- Exercise requirements -
Put the material, from its first line through the line containing "pixel 28 63", into a Markdown table with the columns Row and Line. Give each nonblank line its own row, with its number under Row and its text under Line.

Records
┌────────

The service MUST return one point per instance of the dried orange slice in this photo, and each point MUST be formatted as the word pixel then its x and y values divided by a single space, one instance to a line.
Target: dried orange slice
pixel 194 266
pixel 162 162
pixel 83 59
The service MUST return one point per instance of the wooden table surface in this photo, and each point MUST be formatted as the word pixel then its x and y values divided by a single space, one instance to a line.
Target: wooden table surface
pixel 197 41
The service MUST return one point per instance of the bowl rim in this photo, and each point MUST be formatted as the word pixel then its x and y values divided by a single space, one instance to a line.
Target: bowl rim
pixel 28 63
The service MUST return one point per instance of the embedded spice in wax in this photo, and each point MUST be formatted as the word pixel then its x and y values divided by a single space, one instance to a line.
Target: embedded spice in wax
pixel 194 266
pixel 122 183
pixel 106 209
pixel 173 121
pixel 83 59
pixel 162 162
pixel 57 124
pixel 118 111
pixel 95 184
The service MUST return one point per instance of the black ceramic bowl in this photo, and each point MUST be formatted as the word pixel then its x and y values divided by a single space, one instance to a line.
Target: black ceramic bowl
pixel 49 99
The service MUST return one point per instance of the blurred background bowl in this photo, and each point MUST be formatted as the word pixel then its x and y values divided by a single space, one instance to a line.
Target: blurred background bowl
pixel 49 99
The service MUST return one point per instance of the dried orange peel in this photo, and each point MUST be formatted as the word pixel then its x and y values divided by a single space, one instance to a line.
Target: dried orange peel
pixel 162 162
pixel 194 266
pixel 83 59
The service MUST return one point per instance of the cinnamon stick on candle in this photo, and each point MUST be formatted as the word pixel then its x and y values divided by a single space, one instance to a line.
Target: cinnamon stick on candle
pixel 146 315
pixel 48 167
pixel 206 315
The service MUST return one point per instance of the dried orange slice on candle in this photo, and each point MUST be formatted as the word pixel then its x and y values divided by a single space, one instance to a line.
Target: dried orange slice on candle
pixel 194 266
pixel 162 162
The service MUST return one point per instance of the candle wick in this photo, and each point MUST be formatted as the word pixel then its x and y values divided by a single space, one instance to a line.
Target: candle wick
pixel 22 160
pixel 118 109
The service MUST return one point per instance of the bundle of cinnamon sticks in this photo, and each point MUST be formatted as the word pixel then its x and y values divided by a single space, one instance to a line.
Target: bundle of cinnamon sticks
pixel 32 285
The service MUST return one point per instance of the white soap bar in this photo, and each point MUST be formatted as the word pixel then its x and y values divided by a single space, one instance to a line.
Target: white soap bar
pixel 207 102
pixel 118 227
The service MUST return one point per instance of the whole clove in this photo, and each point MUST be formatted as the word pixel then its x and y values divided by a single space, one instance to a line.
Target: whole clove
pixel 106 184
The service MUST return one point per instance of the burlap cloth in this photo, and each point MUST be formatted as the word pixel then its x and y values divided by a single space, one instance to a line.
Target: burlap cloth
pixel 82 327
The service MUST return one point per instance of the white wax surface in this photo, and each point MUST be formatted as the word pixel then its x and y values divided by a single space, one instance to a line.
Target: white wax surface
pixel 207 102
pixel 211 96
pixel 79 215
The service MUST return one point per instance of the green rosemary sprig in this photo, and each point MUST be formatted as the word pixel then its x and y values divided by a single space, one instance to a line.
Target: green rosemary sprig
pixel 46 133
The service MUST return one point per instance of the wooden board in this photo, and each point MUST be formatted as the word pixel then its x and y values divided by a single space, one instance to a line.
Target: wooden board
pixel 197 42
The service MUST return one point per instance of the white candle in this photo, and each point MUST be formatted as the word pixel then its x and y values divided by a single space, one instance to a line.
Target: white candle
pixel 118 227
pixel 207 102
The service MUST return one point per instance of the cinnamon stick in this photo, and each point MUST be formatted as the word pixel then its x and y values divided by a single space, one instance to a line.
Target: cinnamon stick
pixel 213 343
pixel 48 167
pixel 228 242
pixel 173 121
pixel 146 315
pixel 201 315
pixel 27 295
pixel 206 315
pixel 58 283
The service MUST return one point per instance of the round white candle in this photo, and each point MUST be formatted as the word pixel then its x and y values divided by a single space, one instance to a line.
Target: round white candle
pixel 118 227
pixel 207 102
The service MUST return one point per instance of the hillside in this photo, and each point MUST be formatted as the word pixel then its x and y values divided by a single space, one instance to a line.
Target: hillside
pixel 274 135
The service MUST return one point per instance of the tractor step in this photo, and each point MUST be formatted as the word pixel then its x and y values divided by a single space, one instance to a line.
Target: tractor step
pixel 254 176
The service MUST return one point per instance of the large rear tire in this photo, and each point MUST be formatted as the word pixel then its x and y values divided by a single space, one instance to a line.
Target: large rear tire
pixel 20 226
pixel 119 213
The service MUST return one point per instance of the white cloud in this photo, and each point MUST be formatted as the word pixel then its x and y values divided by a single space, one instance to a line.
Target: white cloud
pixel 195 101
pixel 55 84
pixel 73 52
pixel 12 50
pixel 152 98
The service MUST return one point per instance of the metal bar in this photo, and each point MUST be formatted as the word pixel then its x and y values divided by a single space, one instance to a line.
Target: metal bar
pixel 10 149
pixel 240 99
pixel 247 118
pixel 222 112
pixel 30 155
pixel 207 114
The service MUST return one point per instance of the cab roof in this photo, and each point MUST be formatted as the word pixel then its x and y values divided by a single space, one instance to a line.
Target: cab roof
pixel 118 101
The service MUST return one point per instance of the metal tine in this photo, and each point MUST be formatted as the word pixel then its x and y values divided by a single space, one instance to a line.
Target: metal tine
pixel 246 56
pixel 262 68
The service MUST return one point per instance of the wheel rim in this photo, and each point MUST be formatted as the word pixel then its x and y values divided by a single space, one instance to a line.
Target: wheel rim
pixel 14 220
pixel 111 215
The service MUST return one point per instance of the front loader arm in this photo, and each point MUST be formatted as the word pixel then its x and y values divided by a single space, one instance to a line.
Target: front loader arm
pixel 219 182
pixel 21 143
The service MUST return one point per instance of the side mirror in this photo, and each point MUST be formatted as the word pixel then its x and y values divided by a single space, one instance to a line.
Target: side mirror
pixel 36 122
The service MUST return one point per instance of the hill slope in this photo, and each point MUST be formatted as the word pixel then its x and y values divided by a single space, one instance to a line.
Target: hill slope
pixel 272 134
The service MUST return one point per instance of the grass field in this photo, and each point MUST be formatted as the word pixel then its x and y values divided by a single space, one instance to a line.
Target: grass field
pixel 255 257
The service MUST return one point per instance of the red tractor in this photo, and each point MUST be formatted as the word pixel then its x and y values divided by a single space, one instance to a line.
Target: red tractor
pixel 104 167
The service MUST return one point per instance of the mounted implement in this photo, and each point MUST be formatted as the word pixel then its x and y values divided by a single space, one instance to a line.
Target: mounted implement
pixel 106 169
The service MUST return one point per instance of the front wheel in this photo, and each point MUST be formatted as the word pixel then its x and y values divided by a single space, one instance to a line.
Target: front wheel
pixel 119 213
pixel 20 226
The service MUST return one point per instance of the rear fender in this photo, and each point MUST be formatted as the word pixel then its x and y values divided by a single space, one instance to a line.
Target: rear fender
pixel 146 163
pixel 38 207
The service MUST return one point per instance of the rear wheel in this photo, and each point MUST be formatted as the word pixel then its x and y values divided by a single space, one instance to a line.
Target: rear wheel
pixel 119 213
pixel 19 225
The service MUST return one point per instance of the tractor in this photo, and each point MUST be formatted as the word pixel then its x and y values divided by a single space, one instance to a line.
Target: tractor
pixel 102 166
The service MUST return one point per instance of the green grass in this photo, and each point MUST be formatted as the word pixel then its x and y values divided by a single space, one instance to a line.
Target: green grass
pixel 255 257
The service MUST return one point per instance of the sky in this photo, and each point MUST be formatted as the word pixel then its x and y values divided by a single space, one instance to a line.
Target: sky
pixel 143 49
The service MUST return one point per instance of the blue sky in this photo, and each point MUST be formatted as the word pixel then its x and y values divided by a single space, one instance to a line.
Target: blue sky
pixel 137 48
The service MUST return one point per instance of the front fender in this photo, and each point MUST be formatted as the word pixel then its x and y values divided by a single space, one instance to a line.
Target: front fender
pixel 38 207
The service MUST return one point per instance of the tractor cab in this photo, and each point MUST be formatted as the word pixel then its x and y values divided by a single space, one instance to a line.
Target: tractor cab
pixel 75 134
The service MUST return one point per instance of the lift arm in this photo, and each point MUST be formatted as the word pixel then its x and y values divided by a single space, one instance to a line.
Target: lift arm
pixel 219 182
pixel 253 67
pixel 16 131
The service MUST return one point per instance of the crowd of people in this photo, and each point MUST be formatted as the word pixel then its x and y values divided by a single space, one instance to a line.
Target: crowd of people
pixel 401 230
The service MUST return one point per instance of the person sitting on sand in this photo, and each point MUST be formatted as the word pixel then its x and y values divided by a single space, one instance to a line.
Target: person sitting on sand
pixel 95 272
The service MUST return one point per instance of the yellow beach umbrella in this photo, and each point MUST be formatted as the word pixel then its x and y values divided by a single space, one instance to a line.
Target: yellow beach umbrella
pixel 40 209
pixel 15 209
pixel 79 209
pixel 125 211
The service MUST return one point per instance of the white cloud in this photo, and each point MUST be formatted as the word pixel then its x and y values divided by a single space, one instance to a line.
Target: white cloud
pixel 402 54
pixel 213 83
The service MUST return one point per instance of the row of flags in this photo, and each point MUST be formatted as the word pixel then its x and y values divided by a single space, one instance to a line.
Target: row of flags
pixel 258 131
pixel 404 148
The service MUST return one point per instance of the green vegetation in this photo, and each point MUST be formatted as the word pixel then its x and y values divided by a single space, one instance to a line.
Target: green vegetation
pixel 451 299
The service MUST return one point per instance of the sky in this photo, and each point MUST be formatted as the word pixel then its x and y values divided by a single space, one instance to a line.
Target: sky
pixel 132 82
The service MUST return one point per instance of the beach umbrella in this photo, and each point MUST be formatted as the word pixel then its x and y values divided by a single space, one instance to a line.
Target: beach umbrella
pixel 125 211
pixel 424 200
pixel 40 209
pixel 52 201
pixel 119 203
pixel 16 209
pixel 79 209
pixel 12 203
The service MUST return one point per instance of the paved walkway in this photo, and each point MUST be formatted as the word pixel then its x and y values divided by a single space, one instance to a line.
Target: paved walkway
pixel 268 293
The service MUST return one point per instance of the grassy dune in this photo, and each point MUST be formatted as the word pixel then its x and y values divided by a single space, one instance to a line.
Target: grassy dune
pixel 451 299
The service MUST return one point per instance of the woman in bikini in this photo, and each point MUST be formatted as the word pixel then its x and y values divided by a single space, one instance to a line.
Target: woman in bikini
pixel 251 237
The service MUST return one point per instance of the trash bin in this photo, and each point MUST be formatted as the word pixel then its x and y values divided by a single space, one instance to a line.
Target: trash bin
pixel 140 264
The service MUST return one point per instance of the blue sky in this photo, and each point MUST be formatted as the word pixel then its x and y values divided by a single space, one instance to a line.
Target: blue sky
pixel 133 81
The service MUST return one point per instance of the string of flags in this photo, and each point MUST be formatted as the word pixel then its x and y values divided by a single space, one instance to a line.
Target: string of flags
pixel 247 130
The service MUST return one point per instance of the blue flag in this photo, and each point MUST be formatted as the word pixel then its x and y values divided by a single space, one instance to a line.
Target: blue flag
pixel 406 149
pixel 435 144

└────────

- Finished answer -
| Row | Line |
|---|---|
| 1 | The service MUST return one point per instance of the dried orange slice in this photo, and each point MUST be formatted as the word pixel then its x and y values divided by a single space, one instance to a line. |
| 2 | Target: dried orange slice |
| 3 | pixel 194 266 |
| 4 | pixel 162 162 |
| 5 | pixel 83 59 |
| 6 | The service MUST return one point per instance of the wooden table surface in this photo, and each point MUST be formatted as the word pixel then its x and y values divided by a single space, one instance to a line. |
| 7 | Target: wooden table surface |
| 8 | pixel 197 41 |
| 9 | The service MUST return one point per instance of the bowl rim in this photo, and each point MUST be formatted as the word pixel then its x and y values divided by a single space, one instance to a line. |
| 10 | Target: bowl rim |
| 11 | pixel 28 63 |